Every record below must be set down again exactly as given.

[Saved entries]
******

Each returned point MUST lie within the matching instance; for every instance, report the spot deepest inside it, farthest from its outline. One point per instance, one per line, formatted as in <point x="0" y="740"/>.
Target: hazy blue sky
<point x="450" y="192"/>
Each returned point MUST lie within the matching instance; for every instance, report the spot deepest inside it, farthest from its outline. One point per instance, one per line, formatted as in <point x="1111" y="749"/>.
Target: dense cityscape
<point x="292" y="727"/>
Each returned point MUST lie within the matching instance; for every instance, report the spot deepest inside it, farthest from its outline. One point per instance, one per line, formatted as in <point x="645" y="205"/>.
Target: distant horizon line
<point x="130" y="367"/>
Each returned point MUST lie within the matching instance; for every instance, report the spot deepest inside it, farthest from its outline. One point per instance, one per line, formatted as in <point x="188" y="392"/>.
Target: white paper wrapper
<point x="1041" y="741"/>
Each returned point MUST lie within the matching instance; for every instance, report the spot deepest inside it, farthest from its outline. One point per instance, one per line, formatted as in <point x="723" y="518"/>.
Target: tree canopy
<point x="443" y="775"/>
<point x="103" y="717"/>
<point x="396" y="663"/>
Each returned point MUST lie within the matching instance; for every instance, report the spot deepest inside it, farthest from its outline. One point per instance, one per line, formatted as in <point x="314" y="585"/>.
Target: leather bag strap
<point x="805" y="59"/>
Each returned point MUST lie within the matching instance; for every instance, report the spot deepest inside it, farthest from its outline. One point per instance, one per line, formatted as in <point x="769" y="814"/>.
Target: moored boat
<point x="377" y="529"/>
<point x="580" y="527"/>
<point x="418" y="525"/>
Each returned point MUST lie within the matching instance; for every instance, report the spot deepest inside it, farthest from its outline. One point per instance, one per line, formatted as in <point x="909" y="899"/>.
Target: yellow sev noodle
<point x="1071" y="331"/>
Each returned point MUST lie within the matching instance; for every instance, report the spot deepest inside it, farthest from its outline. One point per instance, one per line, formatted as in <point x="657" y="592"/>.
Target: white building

******

## Task solution
Each returned point MUST lie within the matching instance; for every instance, report the spot deepest inside it, farthest from its outline. One point per instance, one per line, formatted as in <point x="0" y="740"/>.
Target: hazy blue sky
<point x="450" y="192"/>
Each returned point MUST lie within the matching instance; for every instance, report the spot deepest inside it, farthest from its outline. One point per instance, one per line, formatted as in <point x="1111" y="749"/>.
Target: dense cityscape
<point x="292" y="727"/>
Each returned point MUST lie within the matching instance; for every instance, report the spot deepest inside it, farthest from its outline. One point per instance, one per line, formatted as in <point x="645" y="205"/>.
Target: distant horizon line
<point x="130" y="367"/>
Each returned point MUST lie within the matching instance; for every instance, report the spot deepest inside it, farthest from its outline. One point per instance, one per line, formatted as in <point x="188" y="392"/>.
Target: white paper wrapper
<point x="1041" y="741"/>
Each returned point MUST lie within the matching instance; for every instance, report the spot deepest inside it, farthest from its outline. One point per instance, one per line, formatted as in <point x="723" y="518"/>.
Target: tree canopy
<point x="443" y="775"/>
<point x="103" y="717"/>
<point x="396" y="663"/>
Each returned point MUST lie within the matching instance; for every instance, report the spot deepest inside it, farthest from its outline. One point per instance, one per line, formatted as in <point x="314" y="585"/>.
Target: leather bag strap
<point x="805" y="59"/>
Each returned point MUST lie within the matching instance; for every instance, report the spot deepest inside it, farthest from its outline. One point per instance, one per line, formatted as in <point x="769" y="814"/>.
Target: moored boat
<point x="377" y="529"/>
<point x="580" y="527"/>
<point x="418" y="525"/>
Each returned point MUST lie within the matching instance; for every instance, report the spot deepest inside it, farthest from its outline. One point per instance, one per line, formatted as in <point x="909" y="899"/>.
Target: yellow sev noodle
<point x="1071" y="331"/>
Each returned point MUST lie within the matching instance; for every instance, report the spot deepest inside it, farthest from its outline. One point per instance, one per line, formatted as in <point x="657" y="592"/>.
Target: white building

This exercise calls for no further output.